**EXERCISE INSTRUCTIONS**: Copy every record exactly, and keep the pictures out.

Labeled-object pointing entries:
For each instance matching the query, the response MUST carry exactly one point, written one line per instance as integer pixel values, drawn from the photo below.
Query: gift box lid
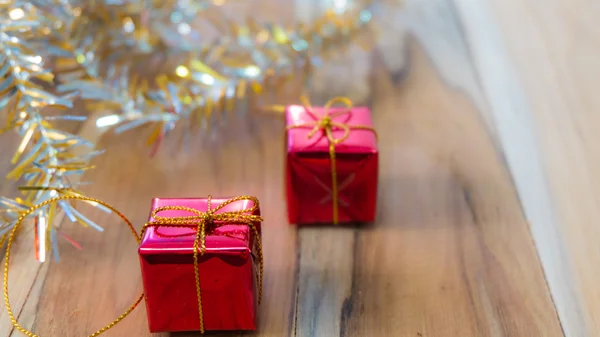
(228, 239)
(359, 141)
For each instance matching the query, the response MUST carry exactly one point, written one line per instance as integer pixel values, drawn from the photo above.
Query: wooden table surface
(487, 224)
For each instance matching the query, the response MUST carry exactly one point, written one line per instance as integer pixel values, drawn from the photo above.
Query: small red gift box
(332, 164)
(210, 242)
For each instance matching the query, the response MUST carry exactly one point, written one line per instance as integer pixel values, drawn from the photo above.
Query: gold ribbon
(326, 124)
(200, 220)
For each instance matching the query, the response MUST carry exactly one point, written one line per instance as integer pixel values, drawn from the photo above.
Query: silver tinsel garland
(97, 48)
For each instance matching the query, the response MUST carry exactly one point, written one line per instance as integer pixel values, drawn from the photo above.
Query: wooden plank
(450, 255)
(546, 104)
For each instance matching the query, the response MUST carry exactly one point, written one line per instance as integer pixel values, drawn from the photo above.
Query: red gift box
(228, 264)
(332, 164)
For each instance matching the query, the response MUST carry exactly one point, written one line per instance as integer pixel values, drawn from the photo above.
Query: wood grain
(452, 252)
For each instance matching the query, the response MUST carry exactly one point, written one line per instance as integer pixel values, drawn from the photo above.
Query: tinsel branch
(44, 159)
(147, 62)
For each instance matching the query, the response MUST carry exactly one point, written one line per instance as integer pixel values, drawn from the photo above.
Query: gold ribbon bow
(200, 220)
(326, 124)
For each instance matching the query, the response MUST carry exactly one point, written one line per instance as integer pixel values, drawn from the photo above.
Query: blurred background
(487, 124)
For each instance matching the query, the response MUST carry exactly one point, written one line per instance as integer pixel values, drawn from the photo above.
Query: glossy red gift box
(227, 272)
(309, 181)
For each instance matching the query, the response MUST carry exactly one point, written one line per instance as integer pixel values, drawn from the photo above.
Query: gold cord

**OUTPUT OF THE TASK**:
For each instance matching the query, the response MUST carry exactly one point, written one line per instance as integer pixel values, drawn from the photo below.
Query: gift box lid
(228, 239)
(359, 141)
For each instance matching the query, the response MUST carry exactly one point, written one line per instance as integer pixel values, drawn from the photo above.
Query: wooden table surface
(487, 224)
For each instance matching the query, the response MUST carry exactly one point, written one line per instance as integer pixel values, drawn from the photo above.
Query: small red gift box
(332, 164)
(210, 242)
For each instance matching the query, the response MUST carry exactly one point, written one line per instance as integer pixel values, drawn from the photo above.
Query: gold ribbon
(326, 124)
(200, 220)
For each instance matching the query, the response MUST carry exactly one point, written one line per instance as integer pixel values, drawn from the photo above.
Query: silver tinsel garland
(97, 48)
For each instance matching the query, the response MUST carry exactly one point, written one line per instance as integer pixel values, drawn from the photo above.
Query: wooden plank
(450, 255)
(546, 104)
For each instance matching the query, the response MUST carry exactly one point, written one line per instance as integer pixel values, drawn from the photo above.
Query: red gift box
(228, 264)
(332, 164)
For each instance matching the query, the response MUST carry exactly one point, written one line per instance as integer pixel values, drawn from the photo above.
Query: wood grain
(452, 252)
For each instance matching the query, the response MUST carry exactly one point, written one line per instance as integer pixel values, drawn from the photo above.
Query: tinsel branch
(44, 159)
(147, 62)
For each instance matching the query, the response MUST carry exactly one point, written one line per instance as integer pixel values, drawn from the photo above.
Query: gold ribbon bow
(200, 220)
(326, 124)
For each instance matching the query, the response MUST carry exactly one point, written one line per instance as integer pixel values, drawn from the photo above.
Query: blurred background
(487, 124)
For each instance matching the query, the response MUST carry exactly one point, written one line per instance as integer pixel values, drawn from the photo above.
Query: glossy red gift box
(227, 272)
(309, 181)
For each instance matching the query, the response MUST carry exactly one point, written one line per instance as integer pixel values, drawn from the photo above.
Query: gold cord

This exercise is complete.